▶ WORK ORDER
In the listing that follows, the range to quote begins at the line that has "Target: green metal fence" and ends after the line that has "in blue jacket;"; quote it verbatim and add nothing.

--------------------------------

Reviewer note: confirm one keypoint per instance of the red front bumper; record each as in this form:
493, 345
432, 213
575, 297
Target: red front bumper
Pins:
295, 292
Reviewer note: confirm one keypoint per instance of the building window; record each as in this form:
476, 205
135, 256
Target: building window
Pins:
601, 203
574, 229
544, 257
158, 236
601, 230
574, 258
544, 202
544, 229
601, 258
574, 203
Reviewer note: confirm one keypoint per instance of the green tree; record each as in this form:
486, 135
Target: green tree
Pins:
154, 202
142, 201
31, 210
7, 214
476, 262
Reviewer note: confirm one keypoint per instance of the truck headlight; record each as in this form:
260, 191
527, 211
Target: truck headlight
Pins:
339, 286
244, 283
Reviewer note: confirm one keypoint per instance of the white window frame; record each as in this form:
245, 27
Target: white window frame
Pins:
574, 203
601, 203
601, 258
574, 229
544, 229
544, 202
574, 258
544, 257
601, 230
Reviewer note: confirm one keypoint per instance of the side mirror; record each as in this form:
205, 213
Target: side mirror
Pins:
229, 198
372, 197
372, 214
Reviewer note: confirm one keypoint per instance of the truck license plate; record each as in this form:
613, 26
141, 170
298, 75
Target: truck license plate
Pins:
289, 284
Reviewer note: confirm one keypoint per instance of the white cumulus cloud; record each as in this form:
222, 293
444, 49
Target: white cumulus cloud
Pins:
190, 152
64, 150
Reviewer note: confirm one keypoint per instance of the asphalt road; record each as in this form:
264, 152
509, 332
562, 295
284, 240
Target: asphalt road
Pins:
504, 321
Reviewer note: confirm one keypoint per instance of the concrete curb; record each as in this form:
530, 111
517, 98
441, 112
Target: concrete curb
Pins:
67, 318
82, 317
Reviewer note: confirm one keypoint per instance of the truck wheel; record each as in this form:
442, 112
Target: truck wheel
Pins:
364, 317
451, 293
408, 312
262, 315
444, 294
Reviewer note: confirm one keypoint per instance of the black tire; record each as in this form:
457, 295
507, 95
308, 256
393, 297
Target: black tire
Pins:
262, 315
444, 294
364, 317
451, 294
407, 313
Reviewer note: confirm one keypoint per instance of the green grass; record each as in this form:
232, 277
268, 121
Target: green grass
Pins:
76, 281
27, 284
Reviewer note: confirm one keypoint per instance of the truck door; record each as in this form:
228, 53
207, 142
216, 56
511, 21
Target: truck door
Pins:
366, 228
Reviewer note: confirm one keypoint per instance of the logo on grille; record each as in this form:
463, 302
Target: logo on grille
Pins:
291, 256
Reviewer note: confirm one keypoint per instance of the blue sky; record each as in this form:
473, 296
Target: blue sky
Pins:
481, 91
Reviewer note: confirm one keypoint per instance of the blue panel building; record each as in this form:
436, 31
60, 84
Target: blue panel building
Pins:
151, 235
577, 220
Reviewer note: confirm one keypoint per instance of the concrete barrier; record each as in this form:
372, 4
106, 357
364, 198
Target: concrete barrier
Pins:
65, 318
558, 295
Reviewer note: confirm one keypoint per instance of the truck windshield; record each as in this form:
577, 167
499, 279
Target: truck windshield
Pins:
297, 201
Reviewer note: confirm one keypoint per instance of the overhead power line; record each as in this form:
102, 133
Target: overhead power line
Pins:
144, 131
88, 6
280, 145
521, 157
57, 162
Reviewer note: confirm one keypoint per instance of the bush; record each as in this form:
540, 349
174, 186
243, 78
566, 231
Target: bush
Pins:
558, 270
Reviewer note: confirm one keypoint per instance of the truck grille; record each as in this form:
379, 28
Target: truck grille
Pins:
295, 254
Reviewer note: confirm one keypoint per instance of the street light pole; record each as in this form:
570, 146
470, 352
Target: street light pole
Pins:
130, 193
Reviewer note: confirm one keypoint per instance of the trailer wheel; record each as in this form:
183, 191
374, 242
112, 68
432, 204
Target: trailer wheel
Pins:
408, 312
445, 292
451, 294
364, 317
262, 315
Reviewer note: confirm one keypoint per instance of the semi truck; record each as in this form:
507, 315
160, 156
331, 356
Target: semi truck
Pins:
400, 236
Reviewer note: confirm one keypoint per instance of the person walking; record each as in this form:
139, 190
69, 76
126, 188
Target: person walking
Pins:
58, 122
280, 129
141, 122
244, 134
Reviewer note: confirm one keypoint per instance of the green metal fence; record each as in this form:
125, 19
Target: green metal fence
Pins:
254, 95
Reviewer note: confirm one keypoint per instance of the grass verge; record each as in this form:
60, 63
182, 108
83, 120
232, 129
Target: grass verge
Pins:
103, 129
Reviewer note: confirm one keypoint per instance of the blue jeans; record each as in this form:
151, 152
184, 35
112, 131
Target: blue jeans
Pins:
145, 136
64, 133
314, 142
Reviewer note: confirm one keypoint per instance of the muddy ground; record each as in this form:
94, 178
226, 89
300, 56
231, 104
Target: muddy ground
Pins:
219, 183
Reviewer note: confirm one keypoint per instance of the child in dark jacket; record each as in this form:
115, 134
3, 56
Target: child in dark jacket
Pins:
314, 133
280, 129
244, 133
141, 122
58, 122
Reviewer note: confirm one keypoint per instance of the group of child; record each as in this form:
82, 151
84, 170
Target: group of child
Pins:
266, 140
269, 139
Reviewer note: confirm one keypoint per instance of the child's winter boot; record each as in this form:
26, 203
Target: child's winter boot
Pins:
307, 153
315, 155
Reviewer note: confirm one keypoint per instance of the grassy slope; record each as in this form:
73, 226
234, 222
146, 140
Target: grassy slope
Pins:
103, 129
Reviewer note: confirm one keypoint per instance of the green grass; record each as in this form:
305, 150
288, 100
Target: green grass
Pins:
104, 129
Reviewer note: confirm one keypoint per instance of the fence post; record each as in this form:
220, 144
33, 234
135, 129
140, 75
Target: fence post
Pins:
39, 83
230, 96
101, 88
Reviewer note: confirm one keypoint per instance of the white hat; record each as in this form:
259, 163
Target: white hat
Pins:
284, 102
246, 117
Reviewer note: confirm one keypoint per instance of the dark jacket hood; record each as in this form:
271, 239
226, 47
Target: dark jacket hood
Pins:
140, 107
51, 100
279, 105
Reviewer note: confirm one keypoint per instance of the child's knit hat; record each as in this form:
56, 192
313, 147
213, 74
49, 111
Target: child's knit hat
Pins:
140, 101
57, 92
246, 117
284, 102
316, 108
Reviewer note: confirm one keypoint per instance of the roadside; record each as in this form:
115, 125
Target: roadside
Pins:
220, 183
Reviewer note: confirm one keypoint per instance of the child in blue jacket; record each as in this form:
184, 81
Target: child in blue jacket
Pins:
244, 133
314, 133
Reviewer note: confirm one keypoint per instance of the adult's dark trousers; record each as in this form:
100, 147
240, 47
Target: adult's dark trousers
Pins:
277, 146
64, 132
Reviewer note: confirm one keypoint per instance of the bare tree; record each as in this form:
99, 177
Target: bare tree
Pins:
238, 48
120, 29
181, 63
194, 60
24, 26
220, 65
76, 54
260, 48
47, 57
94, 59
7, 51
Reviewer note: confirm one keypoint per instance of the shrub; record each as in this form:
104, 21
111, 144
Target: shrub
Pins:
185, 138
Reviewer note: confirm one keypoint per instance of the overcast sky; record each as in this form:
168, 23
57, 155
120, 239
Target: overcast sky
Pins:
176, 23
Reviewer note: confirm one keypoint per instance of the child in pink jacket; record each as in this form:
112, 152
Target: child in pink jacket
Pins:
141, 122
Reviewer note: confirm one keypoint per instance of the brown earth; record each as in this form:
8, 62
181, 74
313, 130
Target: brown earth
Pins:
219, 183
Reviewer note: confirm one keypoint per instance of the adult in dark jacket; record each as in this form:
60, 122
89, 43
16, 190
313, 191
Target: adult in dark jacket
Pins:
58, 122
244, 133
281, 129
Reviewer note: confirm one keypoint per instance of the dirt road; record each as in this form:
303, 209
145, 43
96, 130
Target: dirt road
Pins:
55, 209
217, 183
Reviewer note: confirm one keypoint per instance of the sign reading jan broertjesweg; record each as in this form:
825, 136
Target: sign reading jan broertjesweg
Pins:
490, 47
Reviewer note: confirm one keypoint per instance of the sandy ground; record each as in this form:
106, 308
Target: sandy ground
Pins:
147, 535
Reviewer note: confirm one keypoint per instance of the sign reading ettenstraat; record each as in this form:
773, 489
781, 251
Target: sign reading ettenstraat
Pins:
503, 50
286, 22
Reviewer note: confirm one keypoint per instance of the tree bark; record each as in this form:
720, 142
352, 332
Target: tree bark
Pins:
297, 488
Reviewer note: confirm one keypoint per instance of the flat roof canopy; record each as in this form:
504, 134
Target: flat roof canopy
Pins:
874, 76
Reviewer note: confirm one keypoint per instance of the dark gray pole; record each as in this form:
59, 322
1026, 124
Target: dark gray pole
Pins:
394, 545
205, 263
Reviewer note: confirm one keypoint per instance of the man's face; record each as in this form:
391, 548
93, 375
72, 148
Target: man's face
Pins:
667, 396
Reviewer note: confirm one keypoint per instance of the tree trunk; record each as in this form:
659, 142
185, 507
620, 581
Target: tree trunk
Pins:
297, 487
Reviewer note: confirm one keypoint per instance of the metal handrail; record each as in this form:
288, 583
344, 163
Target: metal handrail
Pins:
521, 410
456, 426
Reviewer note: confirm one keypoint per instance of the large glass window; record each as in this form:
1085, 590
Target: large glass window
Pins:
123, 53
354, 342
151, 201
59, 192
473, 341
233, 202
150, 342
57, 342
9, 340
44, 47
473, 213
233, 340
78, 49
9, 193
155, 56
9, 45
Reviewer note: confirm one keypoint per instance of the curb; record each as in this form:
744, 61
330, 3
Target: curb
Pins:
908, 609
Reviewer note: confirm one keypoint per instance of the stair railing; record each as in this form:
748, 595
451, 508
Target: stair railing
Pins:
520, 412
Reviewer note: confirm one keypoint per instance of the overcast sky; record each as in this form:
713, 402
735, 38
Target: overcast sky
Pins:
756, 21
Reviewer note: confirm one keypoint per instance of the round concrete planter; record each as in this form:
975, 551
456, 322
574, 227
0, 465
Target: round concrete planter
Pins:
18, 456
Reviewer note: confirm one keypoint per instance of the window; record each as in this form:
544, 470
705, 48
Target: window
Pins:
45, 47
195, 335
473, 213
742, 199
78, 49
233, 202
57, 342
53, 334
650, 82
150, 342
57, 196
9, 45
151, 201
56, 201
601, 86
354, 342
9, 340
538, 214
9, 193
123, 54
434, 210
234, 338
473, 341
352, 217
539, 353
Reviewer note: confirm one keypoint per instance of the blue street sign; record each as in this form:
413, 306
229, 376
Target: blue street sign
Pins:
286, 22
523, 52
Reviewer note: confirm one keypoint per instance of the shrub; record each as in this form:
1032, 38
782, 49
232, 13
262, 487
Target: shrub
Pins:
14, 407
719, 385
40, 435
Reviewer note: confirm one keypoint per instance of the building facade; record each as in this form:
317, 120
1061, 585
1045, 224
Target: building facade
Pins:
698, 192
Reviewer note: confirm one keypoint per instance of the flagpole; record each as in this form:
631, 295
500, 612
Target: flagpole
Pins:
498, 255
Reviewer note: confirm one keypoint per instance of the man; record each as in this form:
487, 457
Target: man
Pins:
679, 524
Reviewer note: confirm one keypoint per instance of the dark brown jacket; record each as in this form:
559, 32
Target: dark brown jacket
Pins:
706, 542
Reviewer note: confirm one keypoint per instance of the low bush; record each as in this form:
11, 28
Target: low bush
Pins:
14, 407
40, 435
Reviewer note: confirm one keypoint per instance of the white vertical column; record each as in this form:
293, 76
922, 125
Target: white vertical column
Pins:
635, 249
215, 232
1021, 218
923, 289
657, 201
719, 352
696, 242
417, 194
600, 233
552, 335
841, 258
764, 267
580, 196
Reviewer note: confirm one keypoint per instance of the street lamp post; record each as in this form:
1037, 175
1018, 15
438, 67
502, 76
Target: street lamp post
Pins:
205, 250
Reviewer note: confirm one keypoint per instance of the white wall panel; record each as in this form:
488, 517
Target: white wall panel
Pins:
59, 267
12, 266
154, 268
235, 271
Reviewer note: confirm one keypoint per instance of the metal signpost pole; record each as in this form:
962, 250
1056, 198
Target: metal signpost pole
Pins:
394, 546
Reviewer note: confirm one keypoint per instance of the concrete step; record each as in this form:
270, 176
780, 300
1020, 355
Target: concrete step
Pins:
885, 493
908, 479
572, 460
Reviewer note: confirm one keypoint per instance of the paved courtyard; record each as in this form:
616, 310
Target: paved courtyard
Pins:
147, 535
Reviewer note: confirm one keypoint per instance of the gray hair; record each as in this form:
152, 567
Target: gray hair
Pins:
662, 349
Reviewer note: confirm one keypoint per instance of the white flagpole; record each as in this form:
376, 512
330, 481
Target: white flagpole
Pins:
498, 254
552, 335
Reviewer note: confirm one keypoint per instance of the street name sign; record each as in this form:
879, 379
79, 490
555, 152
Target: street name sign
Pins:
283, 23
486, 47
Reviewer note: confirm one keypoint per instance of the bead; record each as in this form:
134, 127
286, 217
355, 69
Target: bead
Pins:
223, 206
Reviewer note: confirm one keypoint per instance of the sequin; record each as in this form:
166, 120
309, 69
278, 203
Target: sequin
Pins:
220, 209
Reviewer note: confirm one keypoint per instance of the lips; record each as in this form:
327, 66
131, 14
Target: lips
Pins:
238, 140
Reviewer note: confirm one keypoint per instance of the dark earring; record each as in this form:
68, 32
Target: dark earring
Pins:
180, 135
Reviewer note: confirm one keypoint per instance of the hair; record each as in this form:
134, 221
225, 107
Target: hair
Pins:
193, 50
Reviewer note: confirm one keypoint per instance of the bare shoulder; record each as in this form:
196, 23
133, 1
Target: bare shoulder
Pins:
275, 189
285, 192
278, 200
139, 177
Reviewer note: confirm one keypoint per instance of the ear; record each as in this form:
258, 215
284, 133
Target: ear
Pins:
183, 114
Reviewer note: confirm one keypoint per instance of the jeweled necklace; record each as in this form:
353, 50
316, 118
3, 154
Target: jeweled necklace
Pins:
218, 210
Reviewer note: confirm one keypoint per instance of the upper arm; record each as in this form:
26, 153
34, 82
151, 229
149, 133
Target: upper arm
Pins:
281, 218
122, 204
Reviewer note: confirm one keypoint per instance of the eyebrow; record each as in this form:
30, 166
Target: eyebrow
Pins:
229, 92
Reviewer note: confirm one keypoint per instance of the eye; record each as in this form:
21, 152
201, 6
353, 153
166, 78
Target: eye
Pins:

--------------------------------

▶ TASK ANSWER
Target: green metal fence
Pins:
254, 95
Reviewer note: confirm one keypoint per instance of the grass verge; record each as in this form:
60, 63
182, 108
83, 120
232, 129
Target: grass verge
Pins:
103, 129
Reviewer note: confirm one keypoint per instance of the blue jeans; record each as in this form:
151, 152
184, 35
112, 131
Target: blue jeans
Pins:
145, 136
64, 133
314, 142
Reviewer note: confirm one keypoint per instance of the muddy ground; record each as in this form:
94, 178
226, 89
300, 56
231, 104
Target: muddy ground
Pins:
219, 183
Reviewer note: confirm one keypoint per instance of the child in dark jacket; record each as in this form:
115, 134
3, 56
Target: child in dark jacket
Pins:
314, 133
280, 129
244, 133
141, 122
58, 122
Reviewer note: confirm one keypoint per instance of the group of child; record each as in this form:
82, 151
84, 170
Target: group of child
Pins:
266, 140
269, 139
Reviewer note: confirm one keypoint per instance of the child's winter boot; record each as in this form:
26, 203
Target: child's winter boot
Pins:
307, 153
315, 155
Reviewer note: confirm one keypoint per instance of the grassy slope; record each as in this form:
73, 226
234, 222
146, 140
Target: grassy slope
Pins:
103, 129
Reviewer note: confirm one keypoint per instance of the green grass; record each as in this form:
305, 150
288, 100
Target: green grass
Pins:
104, 129
Reviewer note: confirm one keypoint per instance of the fence post; record each as in this form:
220, 144
33, 234
135, 129
140, 75
Target: fence post
Pins:
39, 83
230, 96
101, 88
Reviewer note: confirm one keypoint per instance of the white hat; record each as in this form:
259, 163
Target: white hat
Pins:
284, 102
246, 117
Reviewer note: confirm one keypoint per instance of the dark jacket hood; record each as in this form:
271, 239
226, 47
Target: dark jacket hood
Pins:
140, 107
51, 100
279, 105
Reviewer note: confirm one keypoint per instance of the child's knit hat; record each as in this form:
56, 192
313, 147
213, 74
49, 111
Target: child's knit hat
Pins:
140, 101
57, 92
246, 117
284, 102
316, 108
Reviewer note: confirm one keypoint per instance of the roadside; record each as in this form:
115, 125
Target: roadside
Pins:
220, 183
Reviewer note: confirm one keypoint per instance of the child in blue jacket; record each as in this form:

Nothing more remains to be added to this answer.